#### [Opdrachten]
**a.** Beoordeel of de drie uitspraken hieronder overeenkomen met de tekst over het elektriciteitsverbruik: (i) de kantonrechter vond het verbruik van 3 juni 2007 tot 5 mei 2010 uitzonderlijk; (ii) er is 3.585 kWh te weinig op de meter geregistreerd; (iii) de schade is berekend met een kWh-prijs van € 0,0739. Antwoord per uitspraak met ja of nee en citeer de woorden uit de tekst die de doorslag geven.
**b.** Van welk gemiddeld verbruik per dag ging men uit bij het becijferen van de schade, volgens de tekst over het elektriciteitsverbruik?
**c.** Hervat de tekst over het elektriciteitsverbruik na de laatste zin.

#### [Brontekst]
----------

De kantonrechter heeft met betrekking tot de vordering van Enexis B.V. tot betaling van kosten wegens het niet geregistreerd elektriciteitsgebruik (rov. 6.2.1 onder a) het volgende overwogen. De kantonrechter achtte het elektriciteitsverbruik van 3 juni 2007 tot 5 mei 2010 niet uitzonderlijk, maar wel het elektriciteitsverbruik van 5 mei 2010 tot 25 mei 2011. Bij de becijfering van de schade in die periode is uitgegaan van het gemiddelde geregistreerde verbruik in de periode van 25 mei 2011 tot 27 november 2012 (11,724137 kWh per dag). Hieruit volgt dat 3.585 kWh te weinig is geregistreerd op de meter en de schade, uitgaande van een kWh-prijs van € 0,0739, derhalve € 264,93 bedraagt.

----------

#### [Aangeleverde vermeldingen]
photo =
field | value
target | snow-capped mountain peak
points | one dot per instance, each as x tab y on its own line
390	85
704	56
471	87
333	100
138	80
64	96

----------

#### [Antwoorden]
**a.**
(i) Nee: "De kantonrechter achtte het elektriciteitsverbruik van 3 juni 2007 tot 5 mei 2010 niet uitzonderlijk"
(ii) Ja: "Hieruit volgt dat 3.585 kWh te weinig is geregistreerd op de meter"
(iii) Ja: "uitgaande van een kWh-prijs van € 0,0739"

**b.** 11,724137 kWh per dag.

**c.**
De kantonrechter heeft geoordeeld dat Enexis B.V. voldoende aannemelijk heeft gemaakt dat zij de administratiekosten (€ 346,02), kosten voor afsluiting (€ 46,02) en werkzaamheden van de fraude-inspecteur (€ 144,00) heeft gemaakt. Deze vorderingen (rov. 6.2.1 onder b, c en e) zijn toegewezen. De vordering van Enexis B.V. tot betaling van kosten wegens afnamecapaciteit van (meer dan) 80 in plaats van 25 ampère (rov. 6.2.1 onder f) is toegewezen vanaf de door [geïntimeerde] erkende datum van vervanging van 11 november 2012 (€ 65,00). [geïntimeerde] is aldus
in conventieveroordeeld om aan Enexis B.V. in totaal € 865,97 te betalen (€ 264,93 + € 346,02 + € 46,02 + € 144,00 + € 65,00), te vermeerderen met de wettelijke rente vanaf 27 november 2012. [geïntimeerde] is in de proceskosten van Enexis B.V. veroordeeld. Deze veroordelingen zijn uitvoerbaar bij voorraad verklaard. Al het overig gevorderde is afgewezen.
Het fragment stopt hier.